§ AUSGEWÄHLTER ABSCHNITT:
::::::::::
Der Programmierer des angeblichen „Bundes-Trojaners“ muss wohl ein Star-Wars-Fan gewesen sein: C3PO-r2d2-POE lautete das Passwort zur Übertragung der erschnüffelten Daten auf einen Server in den USA. C-3PO und POE sind Roboter aus den Star-Wars-Filmen, die wie Menschen aussehen. R2-D2 ist der knubbelige Roboter, der wie ein Mechaniker Raumschiffe reparieren kann. Doch es geht nicht um Science-Fiction: Die Software, die mit diesen Passwörtern arbeitet, überschreitet nach den Erkenntnissen der Experten vom Chaos Computer Club eindeutig die Grenze, die das Verfassungsgericht im Februar 2008 für die Online-Überwachung von Tatverdächtigen gezogen hat.
::::::::::
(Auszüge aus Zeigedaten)
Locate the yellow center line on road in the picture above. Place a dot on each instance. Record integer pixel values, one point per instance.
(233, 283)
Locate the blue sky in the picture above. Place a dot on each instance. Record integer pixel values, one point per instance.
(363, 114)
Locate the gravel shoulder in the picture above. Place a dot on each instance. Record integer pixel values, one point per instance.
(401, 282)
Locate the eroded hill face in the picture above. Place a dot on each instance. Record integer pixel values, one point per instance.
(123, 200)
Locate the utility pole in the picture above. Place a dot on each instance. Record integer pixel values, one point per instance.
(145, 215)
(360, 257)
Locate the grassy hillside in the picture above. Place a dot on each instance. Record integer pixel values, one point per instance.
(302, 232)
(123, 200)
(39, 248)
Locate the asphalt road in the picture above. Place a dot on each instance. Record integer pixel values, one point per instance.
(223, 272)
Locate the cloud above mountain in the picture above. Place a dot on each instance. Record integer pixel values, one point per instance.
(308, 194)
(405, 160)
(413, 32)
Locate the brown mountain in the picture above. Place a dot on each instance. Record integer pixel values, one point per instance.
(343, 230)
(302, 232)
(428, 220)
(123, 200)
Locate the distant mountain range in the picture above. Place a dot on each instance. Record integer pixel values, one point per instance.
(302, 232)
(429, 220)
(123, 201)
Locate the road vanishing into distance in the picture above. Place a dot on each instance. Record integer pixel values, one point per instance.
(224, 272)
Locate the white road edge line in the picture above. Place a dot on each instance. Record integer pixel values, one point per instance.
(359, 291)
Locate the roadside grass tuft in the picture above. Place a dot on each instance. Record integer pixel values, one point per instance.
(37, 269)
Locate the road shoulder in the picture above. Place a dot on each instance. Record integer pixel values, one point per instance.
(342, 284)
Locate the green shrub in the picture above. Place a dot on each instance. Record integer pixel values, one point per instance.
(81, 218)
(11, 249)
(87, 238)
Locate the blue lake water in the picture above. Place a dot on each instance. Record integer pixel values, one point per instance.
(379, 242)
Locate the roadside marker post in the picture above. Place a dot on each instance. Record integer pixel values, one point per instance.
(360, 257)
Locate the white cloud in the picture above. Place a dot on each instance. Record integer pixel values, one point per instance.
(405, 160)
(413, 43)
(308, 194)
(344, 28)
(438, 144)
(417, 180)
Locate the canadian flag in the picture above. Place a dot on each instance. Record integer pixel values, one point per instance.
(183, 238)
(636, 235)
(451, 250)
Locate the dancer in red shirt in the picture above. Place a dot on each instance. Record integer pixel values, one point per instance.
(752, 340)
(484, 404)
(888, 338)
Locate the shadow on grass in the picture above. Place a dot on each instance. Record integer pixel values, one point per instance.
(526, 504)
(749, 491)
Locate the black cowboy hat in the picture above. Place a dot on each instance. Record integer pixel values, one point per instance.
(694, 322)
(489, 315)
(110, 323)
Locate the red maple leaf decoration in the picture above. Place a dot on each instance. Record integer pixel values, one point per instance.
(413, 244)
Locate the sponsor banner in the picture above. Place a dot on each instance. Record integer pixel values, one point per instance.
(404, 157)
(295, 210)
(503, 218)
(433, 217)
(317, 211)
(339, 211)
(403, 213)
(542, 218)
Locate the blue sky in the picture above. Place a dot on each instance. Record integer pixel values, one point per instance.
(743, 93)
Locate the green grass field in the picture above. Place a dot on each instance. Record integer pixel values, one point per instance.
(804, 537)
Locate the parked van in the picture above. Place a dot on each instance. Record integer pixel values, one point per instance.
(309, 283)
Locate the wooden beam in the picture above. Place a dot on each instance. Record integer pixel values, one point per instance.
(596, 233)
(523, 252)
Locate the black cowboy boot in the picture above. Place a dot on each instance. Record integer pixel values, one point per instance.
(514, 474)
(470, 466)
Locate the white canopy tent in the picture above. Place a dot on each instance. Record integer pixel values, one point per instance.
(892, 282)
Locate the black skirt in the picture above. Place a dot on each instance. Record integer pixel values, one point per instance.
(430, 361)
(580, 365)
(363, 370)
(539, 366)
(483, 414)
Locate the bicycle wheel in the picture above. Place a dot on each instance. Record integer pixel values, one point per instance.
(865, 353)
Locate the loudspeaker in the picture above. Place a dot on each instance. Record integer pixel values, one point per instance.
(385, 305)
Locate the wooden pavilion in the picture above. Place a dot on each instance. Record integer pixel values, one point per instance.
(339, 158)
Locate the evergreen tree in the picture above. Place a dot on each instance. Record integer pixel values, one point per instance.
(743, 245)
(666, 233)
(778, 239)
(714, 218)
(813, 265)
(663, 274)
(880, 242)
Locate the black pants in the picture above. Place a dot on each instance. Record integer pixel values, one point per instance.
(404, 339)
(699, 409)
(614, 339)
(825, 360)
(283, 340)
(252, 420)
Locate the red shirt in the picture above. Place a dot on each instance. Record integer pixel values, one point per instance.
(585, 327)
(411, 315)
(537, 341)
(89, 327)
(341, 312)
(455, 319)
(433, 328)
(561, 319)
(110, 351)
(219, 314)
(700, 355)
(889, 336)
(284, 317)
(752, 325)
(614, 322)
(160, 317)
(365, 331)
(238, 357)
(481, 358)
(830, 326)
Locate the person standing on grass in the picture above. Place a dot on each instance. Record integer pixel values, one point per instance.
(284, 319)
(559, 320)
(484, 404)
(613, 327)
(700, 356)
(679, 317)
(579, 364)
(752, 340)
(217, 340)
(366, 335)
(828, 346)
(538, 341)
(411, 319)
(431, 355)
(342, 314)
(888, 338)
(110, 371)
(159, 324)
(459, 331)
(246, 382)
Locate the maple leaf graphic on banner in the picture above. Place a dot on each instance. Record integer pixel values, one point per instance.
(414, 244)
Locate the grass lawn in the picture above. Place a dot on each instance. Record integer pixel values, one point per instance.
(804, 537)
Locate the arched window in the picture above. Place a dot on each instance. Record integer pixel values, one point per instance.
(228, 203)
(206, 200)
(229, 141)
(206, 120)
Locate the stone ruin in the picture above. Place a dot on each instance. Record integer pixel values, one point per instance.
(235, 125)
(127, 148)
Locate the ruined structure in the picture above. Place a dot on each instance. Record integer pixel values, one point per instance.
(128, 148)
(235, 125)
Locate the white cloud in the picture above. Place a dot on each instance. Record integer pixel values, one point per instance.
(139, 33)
::::::::::
§ ZU BEARBEITENDE AUFGABEN:
#1 Ermittle, wie viele Zeilen das Wort „shoulder“ enthalten, und gib nur diese Zahl an.
#2 Schreibe den Abschnitt über den Bundestrojaner im Anschluss an seinen letzten Satz weiter.
Der Abschnitt über den Bundestrojaner hat mit den Zeilen nichts zu tun.

§ ERGEBNISSE JE AUFGABE:
#1 2

#2
Anonym mehrere Pakete zugeschickt
Die Hacker erhielten in den vergangenen Wochen anonym mehrere Pakete zugeschickt, in denen sich Festplatten befanden, die mit einer Spionagesoftware befallen waren. Der Chaos Computer Club ordnet diesen Trojaner eindeutig den staatlichen deutschen Strafverfolgern zu. Und auch der Antivirenprogrammhersteller F-Secure sieht „keinen Anlass, die Erkenntnisse des CCC anzuzweifeln“.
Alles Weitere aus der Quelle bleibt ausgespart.